### Passage shown
::::::::

On 27 January 1945, Auschwitz was liberated by the 322nd Rifle Division of the Red Army during the Vistula–Oder Offensive. Even though the majority of the prisoners had been forced onto a death march, about 7,000 had been left behind.

The Soviet soldiers were shocked by what they saw. The date is recognized as International Holocaust Remembrance Day.

Rather then going into the details of that day, because so much has already been written about it, I just want to offer just a few reflective words in a poem titled “We all say Amen”

We all say Amen.

We all have the same colour blood.

We all have the same organs.

We all wear the same clothes.

We all eat when we are hungry.

We all drink when we are thirsty.

We all cry when we are sad.

We all laugh when we hear a joke.

We all pray to the same God, although perhaps in a different way.

We all love in the same way, but maybe in another configuration.

We all say Amen.

Yet it is these few differences you chose to single us out.

We were Jews, Jehovah Witness, Gay, Roma, Disabled or just not in agreement with you.

We all say Amen

Instead of embracing these differences that make us unique, you chose indifference .

Instead of Love, you chose hate and ignorance.

Instead of joy, you chose bitterness and fear.

You wanted everyone to be the same. Have just one identity.

An identity only so relatively few could identify with.

Yet we all say Amen.

The treatment of Dutch Jews after liberation.

I came across this document which made me glad on one hand, but on the other hand it was also disturbing.

But before I go into the details I have to give some background information first. The south of the Netherlands was mostly liberated by October 1944. At that time the Netherlands was made up of 11 provinces(a few decades ago a 12th province was added)

The most southern province is Limburg with the capital Maastricht. In October 1944 the province was governed by the military commissioner.

::::::::

### Provided material
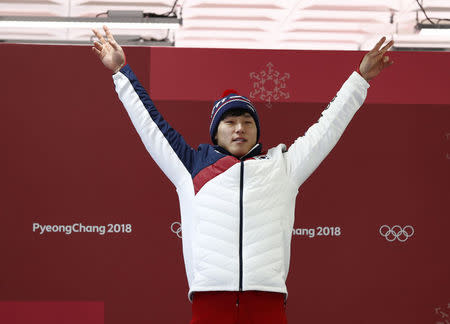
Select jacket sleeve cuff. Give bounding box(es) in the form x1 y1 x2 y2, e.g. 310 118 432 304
348 71 370 90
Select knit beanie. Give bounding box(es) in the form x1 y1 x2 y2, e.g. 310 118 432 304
209 90 259 144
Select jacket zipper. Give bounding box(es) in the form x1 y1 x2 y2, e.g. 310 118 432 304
239 161 244 291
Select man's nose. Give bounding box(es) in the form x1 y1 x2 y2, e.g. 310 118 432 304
236 123 244 133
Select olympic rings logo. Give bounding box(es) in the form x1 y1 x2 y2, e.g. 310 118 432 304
379 225 414 242
170 222 182 238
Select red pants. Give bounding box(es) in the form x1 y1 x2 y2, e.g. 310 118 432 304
191 291 287 324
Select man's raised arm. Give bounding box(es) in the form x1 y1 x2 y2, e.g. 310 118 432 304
285 37 394 186
92 26 196 187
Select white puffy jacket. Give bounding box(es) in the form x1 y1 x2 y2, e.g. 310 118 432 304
113 65 369 298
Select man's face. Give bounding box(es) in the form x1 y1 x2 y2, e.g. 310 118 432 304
215 112 258 158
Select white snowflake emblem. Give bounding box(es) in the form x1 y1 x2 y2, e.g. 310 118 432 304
250 62 290 108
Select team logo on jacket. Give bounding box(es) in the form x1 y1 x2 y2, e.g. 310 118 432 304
379 225 414 242
170 222 182 238
253 155 269 160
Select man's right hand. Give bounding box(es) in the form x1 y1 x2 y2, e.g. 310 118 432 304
92 26 126 73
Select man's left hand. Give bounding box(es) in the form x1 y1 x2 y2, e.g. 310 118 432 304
359 37 394 82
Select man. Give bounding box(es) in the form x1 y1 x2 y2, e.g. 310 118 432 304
92 27 393 324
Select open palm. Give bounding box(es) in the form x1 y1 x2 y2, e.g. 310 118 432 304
92 26 125 73
359 37 394 81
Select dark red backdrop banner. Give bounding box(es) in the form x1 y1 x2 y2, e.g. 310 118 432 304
0 44 450 324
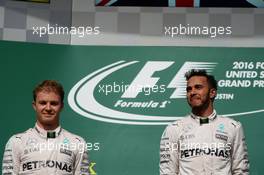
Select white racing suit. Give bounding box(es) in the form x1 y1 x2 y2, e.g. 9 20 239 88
2 124 89 175
160 111 249 175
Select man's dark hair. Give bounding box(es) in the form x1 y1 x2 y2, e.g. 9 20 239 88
185 69 217 90
33 80 64 103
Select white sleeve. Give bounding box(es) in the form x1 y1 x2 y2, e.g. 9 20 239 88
2 136 21 175
232 122 249 175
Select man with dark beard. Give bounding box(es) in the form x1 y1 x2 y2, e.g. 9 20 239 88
160 70 249 175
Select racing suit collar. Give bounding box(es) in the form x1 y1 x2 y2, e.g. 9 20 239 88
35 123 61 138
191 110 217 124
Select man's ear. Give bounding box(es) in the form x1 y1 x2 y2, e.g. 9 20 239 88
210 88 217 99
32 101 36 111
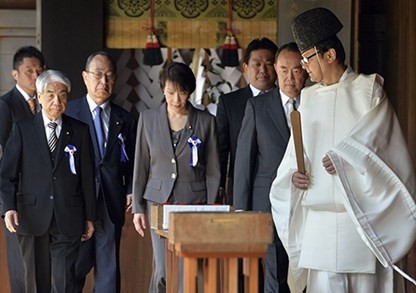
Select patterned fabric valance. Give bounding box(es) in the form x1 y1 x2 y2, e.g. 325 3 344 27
106 0 278 48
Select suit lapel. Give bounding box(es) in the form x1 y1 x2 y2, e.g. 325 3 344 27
33 112 53 169
77 96 101 161
267 88 290 140
155 103 174 155
175 103 196 155
12 87 33 117
53 115 74 170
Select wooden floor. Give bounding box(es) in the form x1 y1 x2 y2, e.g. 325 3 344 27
0 214 152 293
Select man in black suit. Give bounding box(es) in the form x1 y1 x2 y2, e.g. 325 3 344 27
216 38 277 204
1 70 95 293
67 51 137 293
0 46 45 293
234 43 307 293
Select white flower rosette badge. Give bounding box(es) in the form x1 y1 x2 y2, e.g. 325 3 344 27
64 144 77 175
188 136 202 167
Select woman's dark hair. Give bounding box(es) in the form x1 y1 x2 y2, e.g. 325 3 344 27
159 62 196 95
316 36 345 65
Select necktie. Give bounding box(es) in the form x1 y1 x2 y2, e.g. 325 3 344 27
287 99 296 128
94 106 105 158
27 98 36 115
48 122 58 153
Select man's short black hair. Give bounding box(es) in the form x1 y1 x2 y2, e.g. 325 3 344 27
244 38 278 64
13 46 45 70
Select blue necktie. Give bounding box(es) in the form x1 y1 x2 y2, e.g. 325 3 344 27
94 106 105 158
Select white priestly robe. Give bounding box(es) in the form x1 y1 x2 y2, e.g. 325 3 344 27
270 68 416 292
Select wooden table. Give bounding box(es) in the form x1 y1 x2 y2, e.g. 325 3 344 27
152 204 272 293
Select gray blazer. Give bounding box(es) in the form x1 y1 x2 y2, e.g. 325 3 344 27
133 103 220 213
234 88 290 212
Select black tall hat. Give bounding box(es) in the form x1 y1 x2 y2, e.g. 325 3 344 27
292 7 343 52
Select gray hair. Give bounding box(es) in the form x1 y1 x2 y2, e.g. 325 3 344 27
36 69 71 93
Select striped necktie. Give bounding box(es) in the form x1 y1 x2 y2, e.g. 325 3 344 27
94 106 105 158
27 98 36 115
48 122 58 153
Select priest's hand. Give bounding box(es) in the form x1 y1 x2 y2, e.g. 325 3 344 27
322 155 337 175
133 213 146 237
292 171 309 190
4 210 19 233
81 221 94 241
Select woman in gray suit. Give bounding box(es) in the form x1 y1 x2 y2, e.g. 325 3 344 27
133 63 220 293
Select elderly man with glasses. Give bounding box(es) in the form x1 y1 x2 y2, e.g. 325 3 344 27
67 51 137 293
270 8 416 293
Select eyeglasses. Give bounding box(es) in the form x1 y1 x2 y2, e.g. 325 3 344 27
85 70 117 81
300 49 321 66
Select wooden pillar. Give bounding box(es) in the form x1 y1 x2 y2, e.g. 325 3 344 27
385 0 416 293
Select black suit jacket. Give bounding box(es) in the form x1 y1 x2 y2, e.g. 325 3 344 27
0 86 33 213
66 96 137 226
216 86 253 187
0 87 33 149
1 112 95 237
234 88 290 212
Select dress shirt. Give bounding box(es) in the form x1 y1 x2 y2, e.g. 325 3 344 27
42 111 62 141
280 90 300 126
87 94 111 146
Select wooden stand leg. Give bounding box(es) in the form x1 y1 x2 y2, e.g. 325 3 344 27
243 257 259 293
204 258 217 293
183 257 198 293
224 257 238 293
166 241 179 293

::::::::

Pick up the piece on Auschwitz and the treatment of Dutch Jews after liberation right after its last sentence, and carry it forward.

### Exercise result
He received the letter on October 16,1944. It was send to him 3 days earlier.

The letter mentions a bombing which took place on October 5,1942. This was a so called friendly fire bombing by the RAF. It killed 83 in my home town Geleen, and it left thousands homeless. The RAF thought it was Aachen in Germany.

I hadn’t realised that some of the bombs also were dropped on the neighbouring town of Beek.

The letter says that after this bombing, some homeless families in Beek were housed in the homes of Jewish families who had gone in hiding. But now after liberation the Jewish families claimed back their property, understandably so stated the mayor of Beek.

However he said there was one complicated case. A local butcher had his house and shop destroyed by the October 1942 bombing. He was assigned the house and the butcher shop of a Jewish butcher, who had left(turns out he was also in hiding). This arrangement was ordered by the NSB(Dutch Nazi party) mayor of Beek at the time.

But now the Jewish butcher had returned, after liberation, and he wanted his shop and his house back. The mayor asked the military commissioner for advice on what to do in this situation.

What made me glad in this story is that some of these Jewish people had survived the war. What disturbed me was the fact that advise was asked. To me it should have been a clear cut case of just giving back the property to the rightful owner , there should not be a question about it.

This is something what a lot of Dutch Jews experienced after the war, Their property would be occupied by others and more often then not, their houses or apartments would not be returned to them.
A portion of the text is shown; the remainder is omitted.